Americans aged 20-24 make up the largest number of sexually transmitted disease diagnoses, according to the Centers for Disease Control and Prevention. Furthermore, young adults and adolescents in Louisiana lead the nation in syphilis rates, with HIV, chlamydia and gonorrhea falling closely behind.
Some people think the state’s sex education policies need to change to combat this trend. I agree and think this trend is unfortunate and, frankly, unnecessary.
The majority of state lawmakers have killed legislation to modify sex education for years. However, three out of every four parents in Louisiana are in favor of requiring public schools to teach sex education.
Let me break that down: Louisiana public schools are not required to provide sex education instruction, although approximately 75 percent of parents believe they should be.
But the majority of Louisiana senators would rather point and scream at the thought of the CDC surveying kids’ sexual activity, calling it an “assault on innocence.”
Here’s yet another instance of elected officials ignoring their constituents when statistics clearly show their desires.
Last May, weekly New Orleans newspaper Gambit spoke with several state lawmakers both in favor and opposed to providing comprehensive sex education – that is, instruction that includes medically accurate information about ways to reduce unplanned pregnancies and risk of STDs while emphasizing abstinence as the best method.
Those who are affiliated with Northwestern State University will likely find one familiar name in the Gambit article: Sen. Gerald Long, NSU class of 1966.
He claims Louisiana’s almost-nation-leading STD rates and pregnancy rates that trail close behind reflect a “social and moral and spiritual problem.” Further, he doubts students are likely to be truthful if state legislators allowed the CDC to survey them anonymously about their sexual activity.
If you would be so kind as to enlighten us, Long: What is this social, moral and spiritual problem you speak of? Is there a problem unique to Louisiana and the entire southeastern region – i.e., Bible Belt – that can explain why its STD rates are significantly higher than the rest of the nation?
Yes, there is a problem. It is the lack of information provided by qualified educators in controlled environments.
Legislation regarding sex education has not been modified in 25 years; this state is long overdue for an update that reflects its citizens’ desires. Requiring schools to teach sex education, even if we have to compromise and continue with abstinence-only programs, can be the first step toward a healthier public.
Long, I hope you and other legislators who voted to opt out of the CDC’s survey quit dragging your asses and get out of the comfortable state of ignorance you embrace.

Brief A: Name every specific sexually transmitted disease mentioned in the opinion piece on sex education in Louisiana.
Brief B: According to the opinion piece on sex education in Louisiana, how long has it been since legislation on sex education in the state was modified?
Nothing in the listing is needed here.

Material shown:
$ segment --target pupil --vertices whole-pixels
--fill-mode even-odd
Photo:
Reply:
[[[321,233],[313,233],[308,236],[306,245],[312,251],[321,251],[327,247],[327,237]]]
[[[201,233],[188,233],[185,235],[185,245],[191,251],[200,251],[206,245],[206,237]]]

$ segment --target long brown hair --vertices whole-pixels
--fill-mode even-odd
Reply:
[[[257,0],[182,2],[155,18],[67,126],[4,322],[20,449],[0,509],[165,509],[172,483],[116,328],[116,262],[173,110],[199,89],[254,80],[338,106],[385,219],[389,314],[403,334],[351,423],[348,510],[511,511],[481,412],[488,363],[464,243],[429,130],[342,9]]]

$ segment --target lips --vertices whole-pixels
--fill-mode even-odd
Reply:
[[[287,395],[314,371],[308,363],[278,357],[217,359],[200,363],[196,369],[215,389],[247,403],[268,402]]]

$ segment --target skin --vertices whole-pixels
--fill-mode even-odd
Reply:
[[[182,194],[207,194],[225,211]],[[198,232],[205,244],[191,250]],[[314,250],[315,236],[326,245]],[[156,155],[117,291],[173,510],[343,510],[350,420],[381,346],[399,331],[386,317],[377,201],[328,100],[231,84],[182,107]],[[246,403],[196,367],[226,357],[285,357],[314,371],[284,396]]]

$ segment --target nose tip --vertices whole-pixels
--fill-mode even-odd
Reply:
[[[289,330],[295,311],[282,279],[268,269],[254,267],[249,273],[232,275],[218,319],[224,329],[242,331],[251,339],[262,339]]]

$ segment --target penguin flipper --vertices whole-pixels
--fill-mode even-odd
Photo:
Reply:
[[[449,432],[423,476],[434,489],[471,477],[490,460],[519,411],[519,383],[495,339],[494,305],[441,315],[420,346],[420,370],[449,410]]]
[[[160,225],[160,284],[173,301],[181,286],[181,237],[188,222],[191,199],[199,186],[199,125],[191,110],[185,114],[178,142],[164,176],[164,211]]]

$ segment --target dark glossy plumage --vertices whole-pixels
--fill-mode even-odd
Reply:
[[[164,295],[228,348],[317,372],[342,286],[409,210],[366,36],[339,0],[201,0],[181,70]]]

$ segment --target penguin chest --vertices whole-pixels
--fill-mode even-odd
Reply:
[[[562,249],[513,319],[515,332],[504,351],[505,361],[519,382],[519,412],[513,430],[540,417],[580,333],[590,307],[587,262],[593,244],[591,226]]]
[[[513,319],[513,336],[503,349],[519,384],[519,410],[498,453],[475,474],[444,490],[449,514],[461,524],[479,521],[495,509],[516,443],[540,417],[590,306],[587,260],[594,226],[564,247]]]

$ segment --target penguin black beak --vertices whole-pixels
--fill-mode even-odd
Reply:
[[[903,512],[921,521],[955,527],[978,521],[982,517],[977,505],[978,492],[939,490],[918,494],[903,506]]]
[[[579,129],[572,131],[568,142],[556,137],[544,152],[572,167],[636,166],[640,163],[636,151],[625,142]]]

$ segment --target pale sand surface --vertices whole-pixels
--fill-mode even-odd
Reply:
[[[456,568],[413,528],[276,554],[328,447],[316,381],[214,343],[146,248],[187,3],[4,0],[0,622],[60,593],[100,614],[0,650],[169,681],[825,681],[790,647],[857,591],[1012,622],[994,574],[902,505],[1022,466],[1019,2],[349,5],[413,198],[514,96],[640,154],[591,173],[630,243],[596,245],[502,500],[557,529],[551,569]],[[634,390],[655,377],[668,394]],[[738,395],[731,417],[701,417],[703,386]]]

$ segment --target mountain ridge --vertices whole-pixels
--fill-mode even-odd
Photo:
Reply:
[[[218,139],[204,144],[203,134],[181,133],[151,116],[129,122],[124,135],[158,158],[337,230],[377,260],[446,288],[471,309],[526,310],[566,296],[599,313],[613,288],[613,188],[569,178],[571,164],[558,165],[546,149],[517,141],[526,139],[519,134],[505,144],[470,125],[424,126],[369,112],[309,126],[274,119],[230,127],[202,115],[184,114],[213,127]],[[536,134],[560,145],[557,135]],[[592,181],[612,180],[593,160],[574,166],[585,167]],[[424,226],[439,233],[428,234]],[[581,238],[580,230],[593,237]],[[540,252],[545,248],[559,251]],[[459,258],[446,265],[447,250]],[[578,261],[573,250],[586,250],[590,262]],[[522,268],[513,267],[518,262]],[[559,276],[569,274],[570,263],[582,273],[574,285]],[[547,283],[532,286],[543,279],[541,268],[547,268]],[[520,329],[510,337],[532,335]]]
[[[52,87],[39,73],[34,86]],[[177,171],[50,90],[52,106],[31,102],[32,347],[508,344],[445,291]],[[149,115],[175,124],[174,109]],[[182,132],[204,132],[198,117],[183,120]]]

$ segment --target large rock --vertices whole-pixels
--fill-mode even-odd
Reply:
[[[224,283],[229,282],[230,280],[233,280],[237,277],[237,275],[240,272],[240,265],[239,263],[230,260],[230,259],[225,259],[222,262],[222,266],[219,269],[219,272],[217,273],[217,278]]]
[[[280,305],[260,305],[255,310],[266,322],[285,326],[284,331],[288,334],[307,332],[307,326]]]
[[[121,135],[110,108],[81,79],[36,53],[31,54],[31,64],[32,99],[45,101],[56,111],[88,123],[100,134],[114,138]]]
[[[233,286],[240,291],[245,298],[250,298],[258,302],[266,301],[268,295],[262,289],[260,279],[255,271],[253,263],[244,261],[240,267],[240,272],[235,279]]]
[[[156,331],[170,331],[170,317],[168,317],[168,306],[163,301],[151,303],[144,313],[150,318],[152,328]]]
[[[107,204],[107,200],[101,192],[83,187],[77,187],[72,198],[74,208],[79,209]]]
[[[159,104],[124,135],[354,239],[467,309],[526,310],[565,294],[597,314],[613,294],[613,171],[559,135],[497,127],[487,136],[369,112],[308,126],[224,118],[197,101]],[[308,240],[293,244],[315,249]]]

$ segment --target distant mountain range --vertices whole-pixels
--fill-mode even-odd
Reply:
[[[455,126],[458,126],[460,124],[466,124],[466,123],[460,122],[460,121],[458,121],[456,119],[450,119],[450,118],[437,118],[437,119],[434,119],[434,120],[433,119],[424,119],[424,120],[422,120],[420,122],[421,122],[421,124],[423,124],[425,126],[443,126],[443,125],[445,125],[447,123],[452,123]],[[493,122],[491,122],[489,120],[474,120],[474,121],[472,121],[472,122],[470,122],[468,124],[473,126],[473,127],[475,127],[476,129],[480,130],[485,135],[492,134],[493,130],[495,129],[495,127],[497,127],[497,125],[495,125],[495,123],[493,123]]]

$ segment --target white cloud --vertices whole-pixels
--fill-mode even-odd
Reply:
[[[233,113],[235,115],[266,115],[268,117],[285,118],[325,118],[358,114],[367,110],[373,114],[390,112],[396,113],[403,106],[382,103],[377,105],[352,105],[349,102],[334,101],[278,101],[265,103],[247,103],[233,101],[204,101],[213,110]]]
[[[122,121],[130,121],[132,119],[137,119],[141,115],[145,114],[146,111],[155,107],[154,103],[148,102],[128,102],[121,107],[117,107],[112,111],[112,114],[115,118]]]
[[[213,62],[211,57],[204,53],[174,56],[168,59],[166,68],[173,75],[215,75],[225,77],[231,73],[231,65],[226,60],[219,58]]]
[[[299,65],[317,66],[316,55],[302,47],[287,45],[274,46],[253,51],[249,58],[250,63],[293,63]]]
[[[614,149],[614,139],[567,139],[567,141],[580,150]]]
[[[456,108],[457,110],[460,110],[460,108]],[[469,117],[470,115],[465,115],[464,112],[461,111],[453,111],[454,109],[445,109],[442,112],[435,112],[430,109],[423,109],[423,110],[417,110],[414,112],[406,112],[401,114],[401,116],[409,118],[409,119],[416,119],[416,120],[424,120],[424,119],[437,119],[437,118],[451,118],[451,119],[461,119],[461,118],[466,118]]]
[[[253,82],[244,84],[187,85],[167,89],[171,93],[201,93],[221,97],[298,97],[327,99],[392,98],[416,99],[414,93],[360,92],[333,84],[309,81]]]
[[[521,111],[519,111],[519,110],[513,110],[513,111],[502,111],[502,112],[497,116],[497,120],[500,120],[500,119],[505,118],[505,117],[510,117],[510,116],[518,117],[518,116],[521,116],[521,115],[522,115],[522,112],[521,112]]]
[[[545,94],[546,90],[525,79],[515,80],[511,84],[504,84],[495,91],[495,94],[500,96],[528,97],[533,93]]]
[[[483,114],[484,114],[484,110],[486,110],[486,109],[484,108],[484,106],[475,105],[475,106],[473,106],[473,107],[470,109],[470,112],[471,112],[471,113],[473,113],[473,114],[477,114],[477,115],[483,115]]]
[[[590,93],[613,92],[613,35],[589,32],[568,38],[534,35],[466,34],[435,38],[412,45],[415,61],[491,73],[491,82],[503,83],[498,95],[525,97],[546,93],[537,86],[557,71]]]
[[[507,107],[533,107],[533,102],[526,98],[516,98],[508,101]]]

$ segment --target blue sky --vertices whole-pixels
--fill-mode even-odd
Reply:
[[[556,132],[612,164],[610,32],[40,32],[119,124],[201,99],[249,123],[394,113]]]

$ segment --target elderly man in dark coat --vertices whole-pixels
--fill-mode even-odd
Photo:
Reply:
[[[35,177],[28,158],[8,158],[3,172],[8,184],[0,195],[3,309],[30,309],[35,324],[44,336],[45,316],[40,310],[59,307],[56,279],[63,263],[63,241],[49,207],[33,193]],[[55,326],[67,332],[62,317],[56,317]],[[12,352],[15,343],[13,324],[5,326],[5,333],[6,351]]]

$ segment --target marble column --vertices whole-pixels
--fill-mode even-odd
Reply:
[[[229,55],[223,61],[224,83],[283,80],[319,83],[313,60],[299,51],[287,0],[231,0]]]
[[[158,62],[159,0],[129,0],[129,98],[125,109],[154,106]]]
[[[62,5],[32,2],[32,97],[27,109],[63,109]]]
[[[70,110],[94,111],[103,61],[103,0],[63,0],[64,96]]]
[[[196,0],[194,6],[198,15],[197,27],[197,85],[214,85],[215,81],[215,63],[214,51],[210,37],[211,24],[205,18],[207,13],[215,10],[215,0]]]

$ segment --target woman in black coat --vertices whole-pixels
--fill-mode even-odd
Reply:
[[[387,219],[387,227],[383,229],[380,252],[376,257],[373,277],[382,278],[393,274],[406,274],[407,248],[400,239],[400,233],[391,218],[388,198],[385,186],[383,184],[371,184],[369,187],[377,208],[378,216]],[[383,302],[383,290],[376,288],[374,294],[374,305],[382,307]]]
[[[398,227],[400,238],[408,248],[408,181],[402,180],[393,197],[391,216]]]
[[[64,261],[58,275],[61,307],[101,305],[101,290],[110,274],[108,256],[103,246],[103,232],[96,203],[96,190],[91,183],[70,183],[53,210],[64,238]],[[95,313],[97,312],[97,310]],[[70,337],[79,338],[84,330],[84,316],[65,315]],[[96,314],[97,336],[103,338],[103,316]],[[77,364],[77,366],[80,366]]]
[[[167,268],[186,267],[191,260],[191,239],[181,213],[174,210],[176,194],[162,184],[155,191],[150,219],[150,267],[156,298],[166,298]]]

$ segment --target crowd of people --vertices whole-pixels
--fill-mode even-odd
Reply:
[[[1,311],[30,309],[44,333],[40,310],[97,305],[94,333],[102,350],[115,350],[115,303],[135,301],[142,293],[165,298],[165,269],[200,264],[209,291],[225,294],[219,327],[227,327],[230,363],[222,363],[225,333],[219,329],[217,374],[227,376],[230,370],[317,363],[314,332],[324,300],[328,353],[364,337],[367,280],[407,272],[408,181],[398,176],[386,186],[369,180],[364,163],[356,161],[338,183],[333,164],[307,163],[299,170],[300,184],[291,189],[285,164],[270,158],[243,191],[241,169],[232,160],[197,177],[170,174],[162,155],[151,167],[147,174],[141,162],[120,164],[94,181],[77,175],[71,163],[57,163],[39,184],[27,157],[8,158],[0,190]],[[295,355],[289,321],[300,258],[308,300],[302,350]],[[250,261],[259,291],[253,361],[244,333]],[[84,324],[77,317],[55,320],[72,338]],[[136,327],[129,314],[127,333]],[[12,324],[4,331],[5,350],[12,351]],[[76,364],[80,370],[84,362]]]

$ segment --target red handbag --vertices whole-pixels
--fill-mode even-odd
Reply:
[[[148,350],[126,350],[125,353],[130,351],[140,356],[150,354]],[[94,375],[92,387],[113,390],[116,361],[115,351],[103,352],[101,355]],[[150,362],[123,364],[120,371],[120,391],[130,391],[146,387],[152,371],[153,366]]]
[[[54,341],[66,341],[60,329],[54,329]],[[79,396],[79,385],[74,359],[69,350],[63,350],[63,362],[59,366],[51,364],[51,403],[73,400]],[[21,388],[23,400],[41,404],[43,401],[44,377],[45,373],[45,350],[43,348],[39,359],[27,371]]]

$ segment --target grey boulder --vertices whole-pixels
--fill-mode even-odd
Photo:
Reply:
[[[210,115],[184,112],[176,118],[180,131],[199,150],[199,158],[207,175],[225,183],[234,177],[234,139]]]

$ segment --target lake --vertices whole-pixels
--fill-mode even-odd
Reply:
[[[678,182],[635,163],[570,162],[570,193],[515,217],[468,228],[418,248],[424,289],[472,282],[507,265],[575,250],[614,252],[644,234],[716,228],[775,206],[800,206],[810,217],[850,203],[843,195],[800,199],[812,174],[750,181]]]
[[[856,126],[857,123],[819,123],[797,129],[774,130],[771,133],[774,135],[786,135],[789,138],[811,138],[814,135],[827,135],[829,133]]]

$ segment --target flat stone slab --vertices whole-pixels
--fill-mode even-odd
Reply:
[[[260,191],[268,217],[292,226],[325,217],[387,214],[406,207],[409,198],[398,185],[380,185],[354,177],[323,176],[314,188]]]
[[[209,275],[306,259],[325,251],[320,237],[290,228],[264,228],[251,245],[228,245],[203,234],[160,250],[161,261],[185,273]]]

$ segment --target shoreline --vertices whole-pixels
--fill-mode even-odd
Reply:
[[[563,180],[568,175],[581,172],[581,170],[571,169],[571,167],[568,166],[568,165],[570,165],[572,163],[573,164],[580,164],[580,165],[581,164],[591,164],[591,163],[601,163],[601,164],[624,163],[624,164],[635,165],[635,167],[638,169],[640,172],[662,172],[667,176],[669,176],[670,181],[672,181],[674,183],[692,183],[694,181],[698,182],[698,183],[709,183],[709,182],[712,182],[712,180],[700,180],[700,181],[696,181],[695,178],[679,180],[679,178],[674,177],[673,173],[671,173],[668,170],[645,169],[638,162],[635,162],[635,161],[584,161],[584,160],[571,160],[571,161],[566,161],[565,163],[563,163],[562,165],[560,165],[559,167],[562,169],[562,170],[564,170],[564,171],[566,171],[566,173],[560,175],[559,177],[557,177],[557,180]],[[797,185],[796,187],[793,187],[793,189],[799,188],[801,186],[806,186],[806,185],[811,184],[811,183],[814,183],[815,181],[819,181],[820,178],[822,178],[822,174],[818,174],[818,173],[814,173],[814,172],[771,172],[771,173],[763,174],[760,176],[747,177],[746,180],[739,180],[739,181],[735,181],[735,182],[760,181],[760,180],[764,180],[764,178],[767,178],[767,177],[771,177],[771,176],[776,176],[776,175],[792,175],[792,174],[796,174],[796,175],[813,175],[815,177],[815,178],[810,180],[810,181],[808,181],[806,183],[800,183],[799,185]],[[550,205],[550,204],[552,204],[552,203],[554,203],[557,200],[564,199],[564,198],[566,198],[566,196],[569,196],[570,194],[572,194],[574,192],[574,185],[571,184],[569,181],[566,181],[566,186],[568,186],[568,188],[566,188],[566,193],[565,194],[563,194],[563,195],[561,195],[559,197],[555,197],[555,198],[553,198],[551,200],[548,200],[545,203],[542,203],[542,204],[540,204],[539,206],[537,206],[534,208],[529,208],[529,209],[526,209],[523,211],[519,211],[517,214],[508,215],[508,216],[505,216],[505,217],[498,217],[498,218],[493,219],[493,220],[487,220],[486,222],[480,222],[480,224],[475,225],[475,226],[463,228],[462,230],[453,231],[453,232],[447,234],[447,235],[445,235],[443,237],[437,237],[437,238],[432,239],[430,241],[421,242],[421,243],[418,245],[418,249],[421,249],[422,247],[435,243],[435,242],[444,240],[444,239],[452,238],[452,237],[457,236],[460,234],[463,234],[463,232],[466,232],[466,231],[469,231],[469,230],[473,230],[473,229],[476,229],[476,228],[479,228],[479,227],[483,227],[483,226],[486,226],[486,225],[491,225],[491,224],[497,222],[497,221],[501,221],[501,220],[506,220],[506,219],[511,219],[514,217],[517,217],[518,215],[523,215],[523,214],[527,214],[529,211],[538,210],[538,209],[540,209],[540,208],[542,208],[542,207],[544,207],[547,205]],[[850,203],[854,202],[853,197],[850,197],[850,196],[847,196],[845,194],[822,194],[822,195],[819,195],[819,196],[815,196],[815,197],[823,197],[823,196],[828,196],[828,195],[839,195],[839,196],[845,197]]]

Answer section A: Syphilis, HIV, chlamydia, gonorrhea

Answer section B: 25 years